***** Extrait choisi *****

Les autorités voulaient marquer la publication d’un nouvel arrêté sur les activités religieuses
Saigon, 22 janvier 2013 (Apic) L’archevêché de Saigon, au Sud du Vietnam, a refusé de participer la veille de Noël à une manifestation officielle destinée à marquer la publication d’un nouvel arrêté sur les activités religieuses, apprend-on le 22 janvier 2013. Intitulé «Arrêté n° 92/2012/ND CP», un nouveau texte législatif a été promulgué le 8 novembre 2012 et mis en vigueur le 1er janvier 2013.
Ce document est censé orienter l’application de la célèbre Ordonnance sur la croyance et la religion de 2004. Il vient remplacer l’arrêté n° 22 publié le 1er mars 2005 qui lui aussi avait pour but de préciser un certain nombre de dispositions de cette ordonnance.
Pour présenter le nouveau document et lancer sa diffusion, le bureau gouvernemental des Affaires religieuses avait invité des représentants de l’archidiocèse de Saigon à participer à une manifestation organisée à Saigon le 24 décembre 2012, révèle le 22 janvier 2013 «Eglises d’Asie» (EdA), l’agence d’information des Missions Etrangères de Paris (MEP).
La réponse du cardinal archevêque, Mgr Pham Minh Mân, a été sans ambiguïté. Il a annoncé qu’aucun représentant de son diocèse ne serait présent à la réunion envisagée. Deux raisons étaient avancées pour justifier ce refus. La veille de Noël, le personnel de l’archidiocèse est trop occupé par son ministère pastoral pour participer à de telles réunions. Par ailleurs, la présence des prêtres à cette manifestation a été jugée inutile, car de nombreuses réunions ont été organisées à ce propos dans le diocèse et une analyse critique et détaillée de l’arrêté a été envoyée en 2011 aux autorités compétentes.

***** Lignes répertoriées *****

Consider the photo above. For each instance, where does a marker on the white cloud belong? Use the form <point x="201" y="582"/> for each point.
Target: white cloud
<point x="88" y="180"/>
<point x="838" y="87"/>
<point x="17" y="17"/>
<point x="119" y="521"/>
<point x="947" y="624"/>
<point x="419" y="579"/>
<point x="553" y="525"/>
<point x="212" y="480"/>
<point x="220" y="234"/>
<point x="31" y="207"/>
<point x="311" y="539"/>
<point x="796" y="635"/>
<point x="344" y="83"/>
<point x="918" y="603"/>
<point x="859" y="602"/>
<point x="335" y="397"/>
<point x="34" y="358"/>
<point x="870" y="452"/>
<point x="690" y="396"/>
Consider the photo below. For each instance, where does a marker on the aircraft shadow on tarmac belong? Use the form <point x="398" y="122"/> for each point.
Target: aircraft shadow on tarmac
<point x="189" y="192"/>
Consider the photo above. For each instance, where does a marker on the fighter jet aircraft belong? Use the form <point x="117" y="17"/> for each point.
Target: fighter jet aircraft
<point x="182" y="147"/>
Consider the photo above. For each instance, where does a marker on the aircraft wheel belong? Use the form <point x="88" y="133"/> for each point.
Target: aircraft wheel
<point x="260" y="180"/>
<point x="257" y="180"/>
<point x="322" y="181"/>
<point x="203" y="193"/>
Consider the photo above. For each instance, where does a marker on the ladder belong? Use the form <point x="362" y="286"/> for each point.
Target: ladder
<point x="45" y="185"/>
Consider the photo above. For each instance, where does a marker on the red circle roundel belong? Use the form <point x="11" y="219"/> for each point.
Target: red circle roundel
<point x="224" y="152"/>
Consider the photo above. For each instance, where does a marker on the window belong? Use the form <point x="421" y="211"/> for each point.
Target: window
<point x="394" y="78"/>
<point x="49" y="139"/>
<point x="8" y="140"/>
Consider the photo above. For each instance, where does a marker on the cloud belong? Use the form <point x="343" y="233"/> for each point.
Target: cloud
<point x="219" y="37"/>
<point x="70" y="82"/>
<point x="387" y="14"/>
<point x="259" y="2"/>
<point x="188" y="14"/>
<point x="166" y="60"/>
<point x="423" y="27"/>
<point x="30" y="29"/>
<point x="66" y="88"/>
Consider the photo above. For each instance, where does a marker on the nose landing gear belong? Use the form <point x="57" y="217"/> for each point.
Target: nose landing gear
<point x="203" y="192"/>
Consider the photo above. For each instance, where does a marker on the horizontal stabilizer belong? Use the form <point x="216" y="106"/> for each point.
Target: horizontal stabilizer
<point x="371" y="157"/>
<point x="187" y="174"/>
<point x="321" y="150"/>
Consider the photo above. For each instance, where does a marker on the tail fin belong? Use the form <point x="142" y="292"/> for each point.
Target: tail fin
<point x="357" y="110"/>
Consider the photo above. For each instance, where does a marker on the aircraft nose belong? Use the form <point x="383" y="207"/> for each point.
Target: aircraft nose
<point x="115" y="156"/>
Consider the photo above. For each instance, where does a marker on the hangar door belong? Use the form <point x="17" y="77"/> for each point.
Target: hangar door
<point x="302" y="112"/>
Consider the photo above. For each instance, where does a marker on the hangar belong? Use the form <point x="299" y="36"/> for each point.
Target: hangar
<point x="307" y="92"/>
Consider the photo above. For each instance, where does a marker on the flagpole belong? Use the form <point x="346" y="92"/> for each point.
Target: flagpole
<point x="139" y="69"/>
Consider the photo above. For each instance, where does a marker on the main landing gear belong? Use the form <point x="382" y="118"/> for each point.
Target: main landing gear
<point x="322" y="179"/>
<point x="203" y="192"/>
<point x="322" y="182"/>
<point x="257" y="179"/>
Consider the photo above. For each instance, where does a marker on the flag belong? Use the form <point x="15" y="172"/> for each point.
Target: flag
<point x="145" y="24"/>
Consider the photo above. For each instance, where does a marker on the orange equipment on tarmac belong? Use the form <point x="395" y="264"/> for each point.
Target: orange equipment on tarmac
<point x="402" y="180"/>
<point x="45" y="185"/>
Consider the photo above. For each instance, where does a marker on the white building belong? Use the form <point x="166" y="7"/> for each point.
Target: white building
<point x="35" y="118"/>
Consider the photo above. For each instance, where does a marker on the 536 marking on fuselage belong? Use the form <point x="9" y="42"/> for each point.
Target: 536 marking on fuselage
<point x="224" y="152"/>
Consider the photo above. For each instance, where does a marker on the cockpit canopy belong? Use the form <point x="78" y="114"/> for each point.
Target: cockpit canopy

*****

◆ **Exercice court**: Veuillez recopier mot pour mot le passage de l'article sur l'archevêché de Saigon qui commence aux mots "Ce document est" et s'arrête après "de cette ordonnance.".

◆ **Tâche accomplie**:
Ce document est censé orienter l’application de la célèbre Ordonnance sur la croyance et la religion de 2004. Il vient remplacer l’arrêté n° 22 publié le 1er mars 2005 qui lui aussi avait pour but de préciser un certain nombre de dispositions de cette ordonnance.